**What the task asks:**
From the passage on social competencies below, list every group the text names as effective in supporting change toward human development.

**Source passage:**
= Beginning of Section =

Social
Competencies: Human development beyond the individual
Individuals cannot flourish alone; indeed,
they cannot function alone. The human development approach, however, has been essentially individualistic, assuming that
development is the expansion of individuals’ capabilities or freedoms. Yet there
are aspects of societies that affect individuals but cannot be assessed at the
individual level because they are based on relationships, such as how well
families or communities function, summarized for society as a whole in the
ideas of social cohesion and social inclusion.
Individuals are bound up with others.
Social institutions affect individuals’ identities and choices. Being a member
of a healthy society is an essential part of a thriving existence. So one task
of the human development approach is to explore the nature of social institutions that are favourable for
human flourishing.
Development then has to be assessed not only for the short-run impact on
individual capabilities, but also for whether society evolves in a way that
supports human flourishing. Social conditions affect not only the outcomes of individuals in a
particular society today, but also those of future generations.
Social institutions are all institutions in
which people act collectively (that is, they involve more than one person),
other than profit-making market institutions
and the state. They include formal nongovernmental organizations, informal
associations, cooperatives,
producer associations, neighbourhood associations, sports clubs, savings
associations and many more. They also consist of norms and rules of behaviour
affecting human development outcomes. For example, attitudes towards employment
affect material well-being, and norms of hierarchy and discrimination affect
inequality, discrimination, empowerment, political freedom and so on. To
describe what those institutions can be and do, and to understand how they
affect individuals, we can use the term social competencies.
Central to the human development
perspective is that societal norms affect people’s choices and behaviours
towards others, thus influencing
outcomes in the whole community. Community norms and behaviours can constrain
choice in deleterious ways from a
human development perspective-for example, ostracizing, or in extreme cases
killing, those who make choices that contravene
social rules. Families trapped in poverty
by informal norms that support early marriage and dowry requirements might
reject changes to such entrenched social norms. Social institutions change over
time, and those changes may be accompanied by social tension if they hamper the
interests of some groups while favouring others. Policy change is the outcome
of a political struggle in which different groups (and individuals) support or
oppose particular changes. In this struggle, unorganized individuals are generally
powerless, but by joining together they can acquire power collectively. Social
action favouring human development (such as policies to extend education,
progressive taxation and minimum wages) happens not spontaneously, but because
of groups that are effective in supporting change, such as producer groups,
worker associations, social movements and political parties. These
organizations are especially crucial for poorer people, as demonstrated by a
group of sex workers in Kolkata, India, and women in a squatter community in
Cape Town, South Africa, who improved their conditions and self-respect by joining
together and exerting collective pressure.

= End of Section =

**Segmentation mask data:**
= Beginning of Section =

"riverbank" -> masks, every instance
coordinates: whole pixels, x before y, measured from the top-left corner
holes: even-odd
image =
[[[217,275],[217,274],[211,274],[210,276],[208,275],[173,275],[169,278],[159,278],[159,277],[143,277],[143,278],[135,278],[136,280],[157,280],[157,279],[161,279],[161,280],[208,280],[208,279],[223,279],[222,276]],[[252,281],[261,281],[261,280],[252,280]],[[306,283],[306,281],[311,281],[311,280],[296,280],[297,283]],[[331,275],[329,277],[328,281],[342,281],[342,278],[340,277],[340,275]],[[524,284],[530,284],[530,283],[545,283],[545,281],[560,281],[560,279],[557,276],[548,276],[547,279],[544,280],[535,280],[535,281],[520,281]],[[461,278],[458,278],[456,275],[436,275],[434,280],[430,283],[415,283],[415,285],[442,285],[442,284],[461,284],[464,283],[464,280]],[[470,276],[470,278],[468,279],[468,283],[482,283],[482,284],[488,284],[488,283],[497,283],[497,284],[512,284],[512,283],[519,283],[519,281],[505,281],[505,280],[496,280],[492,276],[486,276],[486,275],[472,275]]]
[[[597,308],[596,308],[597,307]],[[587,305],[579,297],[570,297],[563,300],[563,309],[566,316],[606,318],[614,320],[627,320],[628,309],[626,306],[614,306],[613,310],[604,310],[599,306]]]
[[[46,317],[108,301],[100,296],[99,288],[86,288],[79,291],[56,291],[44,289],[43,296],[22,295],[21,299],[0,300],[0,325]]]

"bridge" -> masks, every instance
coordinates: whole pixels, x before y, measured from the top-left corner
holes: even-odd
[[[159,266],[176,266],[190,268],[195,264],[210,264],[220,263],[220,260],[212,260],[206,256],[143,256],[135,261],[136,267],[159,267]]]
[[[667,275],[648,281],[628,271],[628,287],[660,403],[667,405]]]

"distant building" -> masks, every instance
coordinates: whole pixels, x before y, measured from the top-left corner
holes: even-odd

= End of Section =

**Exercise output:**
- producer groups
- worker associations
- social movements
- political parties